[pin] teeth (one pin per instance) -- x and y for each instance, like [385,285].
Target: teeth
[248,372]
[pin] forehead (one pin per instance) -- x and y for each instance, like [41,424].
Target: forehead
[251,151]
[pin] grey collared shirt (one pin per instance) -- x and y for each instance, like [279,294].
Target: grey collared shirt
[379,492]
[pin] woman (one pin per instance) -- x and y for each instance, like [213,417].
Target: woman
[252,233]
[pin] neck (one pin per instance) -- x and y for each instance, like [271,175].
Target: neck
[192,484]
◆ ◆ ◆ ◆ ◆
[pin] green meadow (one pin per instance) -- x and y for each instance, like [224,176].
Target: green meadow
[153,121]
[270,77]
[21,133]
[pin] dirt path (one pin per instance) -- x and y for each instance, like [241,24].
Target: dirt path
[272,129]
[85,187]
◆ ◆ ◆ ◆ ◆
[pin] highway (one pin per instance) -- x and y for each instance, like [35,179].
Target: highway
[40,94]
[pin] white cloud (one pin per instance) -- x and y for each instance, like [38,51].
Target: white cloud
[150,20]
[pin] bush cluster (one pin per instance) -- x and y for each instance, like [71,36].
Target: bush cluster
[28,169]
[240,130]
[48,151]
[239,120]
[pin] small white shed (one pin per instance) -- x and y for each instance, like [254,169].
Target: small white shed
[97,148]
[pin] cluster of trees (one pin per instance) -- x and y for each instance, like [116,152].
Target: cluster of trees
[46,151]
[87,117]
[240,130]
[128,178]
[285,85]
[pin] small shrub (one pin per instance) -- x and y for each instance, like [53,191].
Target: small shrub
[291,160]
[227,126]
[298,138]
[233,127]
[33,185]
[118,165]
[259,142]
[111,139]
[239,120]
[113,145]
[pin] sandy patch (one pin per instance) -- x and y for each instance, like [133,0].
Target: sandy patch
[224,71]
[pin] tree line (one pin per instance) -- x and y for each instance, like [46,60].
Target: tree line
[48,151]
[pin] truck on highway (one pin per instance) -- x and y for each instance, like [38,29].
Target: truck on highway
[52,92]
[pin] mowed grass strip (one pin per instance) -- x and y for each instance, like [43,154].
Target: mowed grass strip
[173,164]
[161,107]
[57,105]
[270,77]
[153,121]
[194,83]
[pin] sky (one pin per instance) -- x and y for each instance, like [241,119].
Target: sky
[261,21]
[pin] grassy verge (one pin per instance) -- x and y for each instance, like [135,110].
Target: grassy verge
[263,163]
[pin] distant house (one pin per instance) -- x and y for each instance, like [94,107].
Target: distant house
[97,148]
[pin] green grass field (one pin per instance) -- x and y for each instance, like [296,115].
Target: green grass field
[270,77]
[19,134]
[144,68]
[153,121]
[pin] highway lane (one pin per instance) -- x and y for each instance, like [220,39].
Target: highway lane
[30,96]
◆ ◆ ◆ ◆ ◆
** Instructions for the task **
Everything above from the line containing "Target: cluster of trees" down to the line containing "[pin] small shrub" is to be transcribed exactly, with both of those lines included and nothing else added.

** Response **
Target: cluster of trees
[46,151]
[87,117]
[240,130]
[128,178]
[285,85]
[pin] small shrub (one pin per instance) -- x and y for each instance, like [53,191].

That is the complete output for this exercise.